BEGIN

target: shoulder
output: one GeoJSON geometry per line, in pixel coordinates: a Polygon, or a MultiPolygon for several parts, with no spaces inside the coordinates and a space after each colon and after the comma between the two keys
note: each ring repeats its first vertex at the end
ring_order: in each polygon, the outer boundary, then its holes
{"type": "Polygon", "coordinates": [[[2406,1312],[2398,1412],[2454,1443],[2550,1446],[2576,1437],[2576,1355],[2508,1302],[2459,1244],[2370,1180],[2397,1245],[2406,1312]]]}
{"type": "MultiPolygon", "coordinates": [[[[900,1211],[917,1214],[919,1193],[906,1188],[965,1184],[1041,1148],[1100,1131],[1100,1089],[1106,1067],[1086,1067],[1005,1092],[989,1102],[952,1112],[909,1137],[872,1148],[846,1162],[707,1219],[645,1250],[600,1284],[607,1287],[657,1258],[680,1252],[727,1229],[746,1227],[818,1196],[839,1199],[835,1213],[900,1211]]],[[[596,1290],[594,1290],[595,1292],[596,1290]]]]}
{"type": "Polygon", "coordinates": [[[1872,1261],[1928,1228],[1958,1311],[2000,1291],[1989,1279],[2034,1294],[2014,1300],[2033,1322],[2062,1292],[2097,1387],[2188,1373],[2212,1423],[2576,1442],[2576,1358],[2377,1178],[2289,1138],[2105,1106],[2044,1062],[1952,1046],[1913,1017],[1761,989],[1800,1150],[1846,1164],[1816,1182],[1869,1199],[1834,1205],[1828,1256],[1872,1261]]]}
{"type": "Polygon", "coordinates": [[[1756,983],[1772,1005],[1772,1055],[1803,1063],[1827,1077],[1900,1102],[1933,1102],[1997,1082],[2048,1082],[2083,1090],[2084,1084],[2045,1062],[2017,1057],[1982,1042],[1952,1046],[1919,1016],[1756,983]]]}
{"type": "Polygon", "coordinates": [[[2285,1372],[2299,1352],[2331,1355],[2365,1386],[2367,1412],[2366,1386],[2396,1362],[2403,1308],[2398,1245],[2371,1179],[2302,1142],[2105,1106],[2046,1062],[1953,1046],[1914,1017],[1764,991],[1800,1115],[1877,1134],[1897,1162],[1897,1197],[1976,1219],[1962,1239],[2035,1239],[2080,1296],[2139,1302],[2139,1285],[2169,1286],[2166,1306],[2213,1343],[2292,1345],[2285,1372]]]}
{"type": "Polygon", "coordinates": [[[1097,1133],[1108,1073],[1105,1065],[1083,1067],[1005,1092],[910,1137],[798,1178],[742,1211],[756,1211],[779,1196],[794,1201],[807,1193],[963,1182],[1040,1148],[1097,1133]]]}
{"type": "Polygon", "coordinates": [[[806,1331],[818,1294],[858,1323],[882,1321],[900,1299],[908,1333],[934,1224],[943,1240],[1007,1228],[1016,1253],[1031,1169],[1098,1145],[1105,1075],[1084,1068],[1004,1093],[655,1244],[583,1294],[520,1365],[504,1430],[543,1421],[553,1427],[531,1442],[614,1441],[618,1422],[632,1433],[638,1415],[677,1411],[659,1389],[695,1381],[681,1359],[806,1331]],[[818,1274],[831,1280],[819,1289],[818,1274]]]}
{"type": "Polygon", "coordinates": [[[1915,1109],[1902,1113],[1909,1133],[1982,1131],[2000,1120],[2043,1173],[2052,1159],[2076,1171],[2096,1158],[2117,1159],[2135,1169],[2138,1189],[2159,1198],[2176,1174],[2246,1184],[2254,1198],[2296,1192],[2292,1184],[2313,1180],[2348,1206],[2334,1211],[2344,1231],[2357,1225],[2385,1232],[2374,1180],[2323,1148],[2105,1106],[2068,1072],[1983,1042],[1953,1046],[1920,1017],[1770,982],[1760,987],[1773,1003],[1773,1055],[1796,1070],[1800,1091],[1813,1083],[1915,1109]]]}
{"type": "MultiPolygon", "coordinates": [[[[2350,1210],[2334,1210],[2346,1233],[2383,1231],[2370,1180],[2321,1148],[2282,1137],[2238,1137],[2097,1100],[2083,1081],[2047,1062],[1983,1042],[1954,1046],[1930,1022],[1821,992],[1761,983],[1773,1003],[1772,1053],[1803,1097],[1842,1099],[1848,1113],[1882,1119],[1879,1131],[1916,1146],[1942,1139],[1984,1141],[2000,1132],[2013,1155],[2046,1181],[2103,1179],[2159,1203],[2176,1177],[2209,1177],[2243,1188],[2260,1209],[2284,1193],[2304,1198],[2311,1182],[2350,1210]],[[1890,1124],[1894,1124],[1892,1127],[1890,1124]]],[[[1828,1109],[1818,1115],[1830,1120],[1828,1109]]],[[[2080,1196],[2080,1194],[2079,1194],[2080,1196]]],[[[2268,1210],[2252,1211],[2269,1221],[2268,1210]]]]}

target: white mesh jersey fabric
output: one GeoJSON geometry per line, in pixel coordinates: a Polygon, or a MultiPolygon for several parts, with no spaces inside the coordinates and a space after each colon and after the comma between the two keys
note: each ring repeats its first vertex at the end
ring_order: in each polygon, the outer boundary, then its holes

END

#### [Task details]
Restate the listing in full, preserving every word.

#### [Exercise solution]
target: shoulder
output: one GeoJSON geometry per line, in pixel coordinates: a Polygon, or a MultiPolygon for several parts, with no spaces inside the coordinates and a space after each colon and after the comma between the two keys
note: each ring repeats its first vertex at the end
ring_order: in each polygon, the outer boundary, then its holes
{"type": "Polygon", "coordinates": [[[2406,1312],[2398,1412],[2454,1443],[2550,1446],[2576,1437],[2576,1355],[2508,1302],[2459,1244],[2370,1180],[2397,1245],[2406,1312]]]}
{"type": "MultiPolygon", "coordinates": [[[[900,1211],[917,1214],[919,1193],[906,1188],[965,1184],[1041,1148],[1100,1131],[1100,1089],[1106,1067],[1086,1067],[1005,1092],[989,1102],[952,1112],[909,1137],[872,1148],[846,1162],[707,1219],[645,1250],[600,1284],[607,1287],[657,1258],[680,1252],[727,1229],[746,1227],[818,1196],[839,1199],[835,1213],[900,1211]]],[[[596,1290],[594,1290],[595,1292],[596,1290]]]]}
{"type": "Polygon", "coordinates": [[[1872,1261],[1928,1228],[1958,1311],[2000,1291],[1989,1279],[2034,1294],[2014,1300],[2033,1322],[2062,1292],[2097,1387],[2188,1373],[2212,1423],[2576,1442],[2576,1358],[2377,1178],[2289,1138],[2105,1106],[2044,1062],[1952,1046],[1913,1017],[1761,989],[1800,1150],[1846,1164],[1816,1182],[1869,1199],[1834,1205],[1828,1256],[1872,1261]]]}
{"type": "Polygon", "coordinates": [[[1756,983],[1772,1005],[1772,1055],[1803,1063],[1827,1077],[1900,1102],[1933,1102],[1997,1082],[2048,1082],[2083,1090],[2084,1084],[2045,1062],[2017,1057],[1982,1042],[1952,1046],[1919,1016],[1756,983]]]}
{"type": "Polygon", "coordinates": [[[2285,1372],[2299,1352],[2331,1355],[2365,1386],[2367,1412],[2366,1386],[2396,1362],[2403,1308],[2398,1245],[2371,1179],[2302,1142],[2105,1106],[2046,1062],[1953,1046],[1914,1017],[1764,991],[1800,1115],[1877,1134],[1897,1162],[1897,1197],[1976,1219],[1962,1239],[2035,1239],[2080,1296],[2139,1302],[2139,1285],[2169,1286],[2166,1306],[2213,1343],[2292,1345],[2285,1372]]]}
{"type": "Polygon", "coordinates": [[[1097,1133],[1108,1073],[1105,1065],[1083,1067],[1005,1092],[910,1137],[798,1178],[742,1211],[756,1211],[779,1196],[794,1201],[807,1193],[963,1182],[1040,1148],[1097,1133]]]}
{"type": "Polygon", "coordinates": [[[806,1331],[818,1294],[858,1323],[882,1321],[900,1299],[908,1333],[934,1224],[943,1240],[1007,1228],[1016,1253],[1031,1169],[1098,1145],[1105,1075],[1084,1068],[1004,1093],[655,1244],[583,1294],[520,1365],[504,1430],[543,1421],[553,1427],[531,1442],[614,1441],[618,1422],[632,1433],[638,1415],[677,1411],[659,1389],[695,1381],[681,1359],[806,1331]],[[818,1274],[831,1280],[819,1289],[818,1274]]]}
{"type": "Polygon", "coordinates": [[[1915,1109],[1902,1113],[1909,1133],[1982,1131],[2000,1120],[2043,1173],[2052,1159],[2076,1171],[2096,1158],[2117,1159],[2135,1169],[2138,1189],[2159,1198],[2176,1174],[2246,1184],[2254,1198],[2296,1192],[2292,1184],[2313,1180],[2348,1206],[2334,1211],[2344,1231],[2357,1225],[2385,1232],[2374,1180],[2323,1148],[2105,1106],[2068,1072],[1983,1042],[1953,1046],[1920,1017],[1770,982],[1760,987],[1773,1003],[1773,1055],[1796,1070],[1800,1091],[1813,1083],[1915,1109]]]}
{"type": "MultiPolygon", "coordinates": [[[[2350,1210],[2334,1210],[2346,1233],[2383,1231],[2370,1180],[2321,1148],[2282,1137],[2238,1137],[2097,1100],[2083,1081],[2047,1062],[1983,1042],[1954,1046],[1930,1022],[1821,992],[1761,983],[1773,1003],[1772,1053],[1803,1097],[1842,1099],[1848,1113],[1882,1119],[1879,1131],[1916,1146],[1942,1139],[1984,1141],[2000,1132],[2013,1155],[2046,1181],[2103,1179],[2159,1203],[2176,1177],[2209,1177],[2243,1188],[2260,1209],[2284,1193],[2304,1198],[2311,1182],[2350,1210]],[[1890,1124],[1894,1124],[1892,1127],[1890,1124]]],[[[1828,1109],[1818,1115],[1830,1120],[1828,1109]]],[[[2080,1196],[2080,1194],[2079,1194],[2080,1196]]],[[[2268,1210],[2252,1211],[2269,1221],[2268,1210]]]]}

target: white mesh jersey fabric
output: one GeoJSON geometry per line, in pixel coordinates: a Polygon, or a MultiPolygon for several parts, with no spaces inside the coordinates and a space after each colon and after the comma between the two keys
note: each ring repeats its first vertex at the end
ring_order: in each polygon, the outer boundary, then its holes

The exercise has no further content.